What the exercise asks: As you look over the data below, please find each line where the word "trunk" appears, then copy it.

Supplied records:
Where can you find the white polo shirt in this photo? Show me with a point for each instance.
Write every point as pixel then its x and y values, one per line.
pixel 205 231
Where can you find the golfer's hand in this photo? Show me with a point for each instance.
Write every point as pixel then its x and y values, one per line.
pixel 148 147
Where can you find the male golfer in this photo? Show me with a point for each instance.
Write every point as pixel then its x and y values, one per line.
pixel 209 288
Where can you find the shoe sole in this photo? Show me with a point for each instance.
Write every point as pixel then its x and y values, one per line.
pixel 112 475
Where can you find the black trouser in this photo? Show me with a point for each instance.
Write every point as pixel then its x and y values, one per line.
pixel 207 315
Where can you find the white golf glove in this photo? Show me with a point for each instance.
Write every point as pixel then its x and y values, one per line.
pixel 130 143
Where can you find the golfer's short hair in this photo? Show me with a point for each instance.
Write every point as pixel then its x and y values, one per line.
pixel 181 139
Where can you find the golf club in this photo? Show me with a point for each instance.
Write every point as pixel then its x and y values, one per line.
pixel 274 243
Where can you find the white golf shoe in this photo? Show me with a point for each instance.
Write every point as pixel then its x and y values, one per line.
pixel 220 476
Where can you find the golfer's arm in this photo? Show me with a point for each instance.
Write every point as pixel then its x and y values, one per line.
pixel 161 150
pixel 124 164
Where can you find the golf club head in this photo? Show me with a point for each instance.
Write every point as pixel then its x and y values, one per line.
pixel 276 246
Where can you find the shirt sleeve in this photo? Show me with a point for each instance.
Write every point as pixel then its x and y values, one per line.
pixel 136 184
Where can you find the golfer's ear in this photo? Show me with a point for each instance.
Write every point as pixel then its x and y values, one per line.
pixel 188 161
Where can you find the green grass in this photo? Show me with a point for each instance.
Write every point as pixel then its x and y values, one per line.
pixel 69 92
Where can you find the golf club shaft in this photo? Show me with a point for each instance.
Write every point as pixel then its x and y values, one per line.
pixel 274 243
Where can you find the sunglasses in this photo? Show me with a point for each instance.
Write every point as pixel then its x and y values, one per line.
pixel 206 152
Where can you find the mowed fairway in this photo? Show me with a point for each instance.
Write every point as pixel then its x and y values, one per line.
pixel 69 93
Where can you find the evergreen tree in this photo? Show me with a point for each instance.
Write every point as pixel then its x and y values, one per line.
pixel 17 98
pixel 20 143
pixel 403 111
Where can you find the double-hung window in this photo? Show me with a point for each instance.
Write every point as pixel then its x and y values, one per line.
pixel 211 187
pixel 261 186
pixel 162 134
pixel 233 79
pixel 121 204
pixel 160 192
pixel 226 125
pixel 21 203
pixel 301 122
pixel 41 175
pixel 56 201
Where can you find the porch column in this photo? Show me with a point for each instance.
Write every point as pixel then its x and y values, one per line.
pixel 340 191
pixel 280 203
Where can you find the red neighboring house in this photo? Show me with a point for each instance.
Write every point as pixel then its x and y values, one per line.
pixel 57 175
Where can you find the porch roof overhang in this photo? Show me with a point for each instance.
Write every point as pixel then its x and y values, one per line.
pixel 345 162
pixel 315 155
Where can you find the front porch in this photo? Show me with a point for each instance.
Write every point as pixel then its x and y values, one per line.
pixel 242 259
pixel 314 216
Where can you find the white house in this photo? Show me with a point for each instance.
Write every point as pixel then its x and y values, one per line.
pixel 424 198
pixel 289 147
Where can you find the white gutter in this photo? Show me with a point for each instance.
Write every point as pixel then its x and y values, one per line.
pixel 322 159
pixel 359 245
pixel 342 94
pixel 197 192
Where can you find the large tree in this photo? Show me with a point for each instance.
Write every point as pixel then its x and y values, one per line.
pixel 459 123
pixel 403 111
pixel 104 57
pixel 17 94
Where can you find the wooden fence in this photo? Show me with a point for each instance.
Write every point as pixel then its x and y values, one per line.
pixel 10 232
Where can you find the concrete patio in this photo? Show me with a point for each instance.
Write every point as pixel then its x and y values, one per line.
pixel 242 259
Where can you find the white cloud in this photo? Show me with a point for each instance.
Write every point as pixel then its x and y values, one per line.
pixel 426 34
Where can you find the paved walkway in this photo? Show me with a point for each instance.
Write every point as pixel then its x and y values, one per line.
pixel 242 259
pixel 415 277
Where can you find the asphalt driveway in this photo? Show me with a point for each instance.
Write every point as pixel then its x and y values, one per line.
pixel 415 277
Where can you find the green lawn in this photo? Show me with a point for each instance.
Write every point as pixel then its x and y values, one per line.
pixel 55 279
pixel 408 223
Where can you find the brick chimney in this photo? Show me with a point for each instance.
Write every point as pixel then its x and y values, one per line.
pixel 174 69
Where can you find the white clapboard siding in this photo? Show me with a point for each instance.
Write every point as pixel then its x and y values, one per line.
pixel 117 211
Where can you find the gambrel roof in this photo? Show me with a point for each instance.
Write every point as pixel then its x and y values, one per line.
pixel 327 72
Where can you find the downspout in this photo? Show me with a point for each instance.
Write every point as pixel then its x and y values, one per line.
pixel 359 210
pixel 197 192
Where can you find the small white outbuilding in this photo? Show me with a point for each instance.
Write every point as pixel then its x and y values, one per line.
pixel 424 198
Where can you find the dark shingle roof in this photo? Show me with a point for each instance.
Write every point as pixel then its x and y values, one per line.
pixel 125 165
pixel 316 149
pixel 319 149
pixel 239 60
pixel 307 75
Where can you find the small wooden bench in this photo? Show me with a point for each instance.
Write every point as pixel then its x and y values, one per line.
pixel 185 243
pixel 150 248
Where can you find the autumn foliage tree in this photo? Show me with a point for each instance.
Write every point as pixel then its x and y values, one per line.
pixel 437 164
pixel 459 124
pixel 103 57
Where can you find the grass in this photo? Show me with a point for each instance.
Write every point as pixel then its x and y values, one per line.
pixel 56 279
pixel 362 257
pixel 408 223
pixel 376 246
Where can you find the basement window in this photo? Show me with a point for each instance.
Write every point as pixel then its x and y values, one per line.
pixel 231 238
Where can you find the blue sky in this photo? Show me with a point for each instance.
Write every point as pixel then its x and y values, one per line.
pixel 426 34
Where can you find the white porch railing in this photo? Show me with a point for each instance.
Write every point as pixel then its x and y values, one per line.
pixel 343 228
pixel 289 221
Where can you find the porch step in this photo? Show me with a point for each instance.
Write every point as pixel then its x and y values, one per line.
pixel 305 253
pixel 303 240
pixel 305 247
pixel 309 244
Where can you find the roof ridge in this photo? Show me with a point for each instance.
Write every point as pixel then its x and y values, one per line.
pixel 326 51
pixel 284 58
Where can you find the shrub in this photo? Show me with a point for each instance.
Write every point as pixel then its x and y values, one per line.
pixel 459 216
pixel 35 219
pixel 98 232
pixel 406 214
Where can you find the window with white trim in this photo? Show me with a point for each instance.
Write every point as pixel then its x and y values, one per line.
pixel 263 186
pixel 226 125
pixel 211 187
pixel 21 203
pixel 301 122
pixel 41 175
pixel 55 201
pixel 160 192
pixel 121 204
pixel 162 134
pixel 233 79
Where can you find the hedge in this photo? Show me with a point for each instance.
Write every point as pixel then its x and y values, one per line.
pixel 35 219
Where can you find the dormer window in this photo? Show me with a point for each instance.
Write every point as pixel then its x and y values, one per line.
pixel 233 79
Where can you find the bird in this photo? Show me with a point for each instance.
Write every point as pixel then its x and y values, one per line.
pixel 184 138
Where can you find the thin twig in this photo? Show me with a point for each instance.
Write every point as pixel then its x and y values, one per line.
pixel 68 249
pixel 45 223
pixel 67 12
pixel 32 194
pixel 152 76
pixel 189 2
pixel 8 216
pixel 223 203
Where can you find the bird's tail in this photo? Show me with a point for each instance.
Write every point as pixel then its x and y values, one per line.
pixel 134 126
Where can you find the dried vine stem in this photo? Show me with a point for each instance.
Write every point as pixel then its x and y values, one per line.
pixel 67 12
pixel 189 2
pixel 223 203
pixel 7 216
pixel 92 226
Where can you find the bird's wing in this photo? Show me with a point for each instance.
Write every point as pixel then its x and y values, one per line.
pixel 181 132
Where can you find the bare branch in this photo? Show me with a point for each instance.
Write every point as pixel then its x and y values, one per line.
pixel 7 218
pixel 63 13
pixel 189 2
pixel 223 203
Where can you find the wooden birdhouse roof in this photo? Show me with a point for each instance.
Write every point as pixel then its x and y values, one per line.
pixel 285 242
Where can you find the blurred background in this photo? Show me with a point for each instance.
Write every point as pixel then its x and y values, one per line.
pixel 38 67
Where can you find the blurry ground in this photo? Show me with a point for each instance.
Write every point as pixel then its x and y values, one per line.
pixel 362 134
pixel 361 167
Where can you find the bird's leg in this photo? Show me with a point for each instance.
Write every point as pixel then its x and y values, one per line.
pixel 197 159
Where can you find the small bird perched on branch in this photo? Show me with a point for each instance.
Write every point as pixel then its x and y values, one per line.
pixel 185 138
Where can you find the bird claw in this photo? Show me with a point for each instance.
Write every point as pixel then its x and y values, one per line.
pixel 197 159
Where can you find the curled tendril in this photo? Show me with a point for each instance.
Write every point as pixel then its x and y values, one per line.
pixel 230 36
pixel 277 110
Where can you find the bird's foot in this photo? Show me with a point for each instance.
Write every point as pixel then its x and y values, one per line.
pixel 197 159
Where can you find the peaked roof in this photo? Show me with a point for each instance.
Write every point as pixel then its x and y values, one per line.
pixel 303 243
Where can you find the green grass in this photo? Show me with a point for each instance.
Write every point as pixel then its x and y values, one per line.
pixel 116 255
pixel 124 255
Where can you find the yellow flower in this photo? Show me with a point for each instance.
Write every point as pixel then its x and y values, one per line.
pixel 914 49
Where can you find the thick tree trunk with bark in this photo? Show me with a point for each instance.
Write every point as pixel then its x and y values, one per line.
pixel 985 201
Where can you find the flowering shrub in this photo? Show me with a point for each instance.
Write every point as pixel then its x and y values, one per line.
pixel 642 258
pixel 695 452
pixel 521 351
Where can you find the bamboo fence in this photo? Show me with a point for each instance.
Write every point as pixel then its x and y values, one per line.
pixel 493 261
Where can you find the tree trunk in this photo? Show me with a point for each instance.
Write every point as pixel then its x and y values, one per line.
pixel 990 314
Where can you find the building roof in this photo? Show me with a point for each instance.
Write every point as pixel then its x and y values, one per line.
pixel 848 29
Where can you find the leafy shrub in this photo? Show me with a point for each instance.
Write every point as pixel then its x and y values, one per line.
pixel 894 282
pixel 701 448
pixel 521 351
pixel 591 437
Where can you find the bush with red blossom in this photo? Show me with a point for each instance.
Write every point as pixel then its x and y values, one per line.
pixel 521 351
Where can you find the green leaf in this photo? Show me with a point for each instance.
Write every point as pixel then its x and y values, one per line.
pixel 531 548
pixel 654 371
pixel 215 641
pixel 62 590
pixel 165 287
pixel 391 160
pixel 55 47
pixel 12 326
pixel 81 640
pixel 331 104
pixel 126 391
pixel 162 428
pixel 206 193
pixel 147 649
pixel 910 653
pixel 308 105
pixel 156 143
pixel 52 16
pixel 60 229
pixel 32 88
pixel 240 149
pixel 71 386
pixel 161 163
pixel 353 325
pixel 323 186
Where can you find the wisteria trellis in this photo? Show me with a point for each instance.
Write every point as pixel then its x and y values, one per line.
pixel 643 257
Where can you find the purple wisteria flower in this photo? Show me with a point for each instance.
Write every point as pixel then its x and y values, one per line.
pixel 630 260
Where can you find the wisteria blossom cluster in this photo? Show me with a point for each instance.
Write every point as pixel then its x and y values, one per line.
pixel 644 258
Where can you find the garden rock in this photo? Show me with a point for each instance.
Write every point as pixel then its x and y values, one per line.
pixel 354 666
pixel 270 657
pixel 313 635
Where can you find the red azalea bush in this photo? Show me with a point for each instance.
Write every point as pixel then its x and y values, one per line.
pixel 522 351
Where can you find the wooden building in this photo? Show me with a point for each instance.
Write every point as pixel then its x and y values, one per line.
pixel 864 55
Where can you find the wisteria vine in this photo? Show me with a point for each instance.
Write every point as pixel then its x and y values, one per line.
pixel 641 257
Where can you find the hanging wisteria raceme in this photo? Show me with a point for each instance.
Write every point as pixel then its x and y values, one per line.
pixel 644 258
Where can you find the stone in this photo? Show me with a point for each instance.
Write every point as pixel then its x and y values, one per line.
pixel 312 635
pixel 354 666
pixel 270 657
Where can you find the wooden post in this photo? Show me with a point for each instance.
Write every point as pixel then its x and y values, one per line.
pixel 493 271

Exercise response:
Where can you find the thick tree trunk with bark in this photo? Show me with a point for each instance.
Where can you find the tree trunk in this photo? Show me with a point for each instance.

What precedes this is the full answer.